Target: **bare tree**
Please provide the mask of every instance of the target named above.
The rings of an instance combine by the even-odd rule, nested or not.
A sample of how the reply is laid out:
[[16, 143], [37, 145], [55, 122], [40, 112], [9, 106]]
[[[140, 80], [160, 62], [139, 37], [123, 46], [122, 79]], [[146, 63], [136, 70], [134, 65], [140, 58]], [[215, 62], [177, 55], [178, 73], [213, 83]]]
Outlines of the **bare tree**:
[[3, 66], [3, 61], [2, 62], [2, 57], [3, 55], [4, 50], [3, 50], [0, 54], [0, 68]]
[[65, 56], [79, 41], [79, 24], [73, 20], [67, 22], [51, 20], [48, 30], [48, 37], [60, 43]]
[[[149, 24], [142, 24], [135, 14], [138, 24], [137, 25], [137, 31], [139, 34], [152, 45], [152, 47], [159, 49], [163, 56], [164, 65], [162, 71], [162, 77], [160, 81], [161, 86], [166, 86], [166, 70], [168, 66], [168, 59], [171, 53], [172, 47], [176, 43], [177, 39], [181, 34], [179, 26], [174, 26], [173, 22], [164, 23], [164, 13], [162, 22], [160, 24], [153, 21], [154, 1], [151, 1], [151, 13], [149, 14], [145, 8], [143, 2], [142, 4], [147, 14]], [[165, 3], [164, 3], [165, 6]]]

Set task
Copy every entry above word for word, keeping each line in its original order.

Task answer
Target: **bare tree**
Please provide the mask of every instance of the target named above.
The rings of an instance combine by the even-odd rule, nested or not.
A sample of how the reply is laid out:
[[16, 143], [37, 145], [55, 122], [40, 112], [9, 106]]
[[[140, 80], [160, 62], [139, 37], [123, 46], [122, 79]], [[146, 63], [136, 70], [134, 65], [140, 58]], [[215, 62], [177, 55], [178, 73], [213, 83]]]
Outlines of the **bare tree**:
[[3, 66], [3, 61], [2, 62], [2, 57], [3, 55], [4, 50], [3, 50], [0, 54], [0, 68]]
[[65, 56], [79, 41], [79, 24], [73, 20], [67, 22], [51, 20], [48, 30], [48, 37], [60, 43]]
[[[149, 24], [142, 24], [135, 14], [138, 24], [137, 25], [137, 31], [139, 34], [152, 45], [152, 47], [159, 49], [163, 56], [164, 65], [162, 71], [162, 77], [160, 81], [161, 86], [166, 86], [166, 70], [168, 66], [168, 59], [171, 53], [172, 47], [176, 43], [177, 39], [181, 34], [179, 26], [174, 26], [173, 22], [164, 23], [164, 13], [162, 22], [160, 24], [153, 21], [154, 1], [151, 1], [151, 13], [149, 14], [145, 8], [143, 2], [142, 4], [147, 14]], [[165, 3], [164, 3], [165, 6]]]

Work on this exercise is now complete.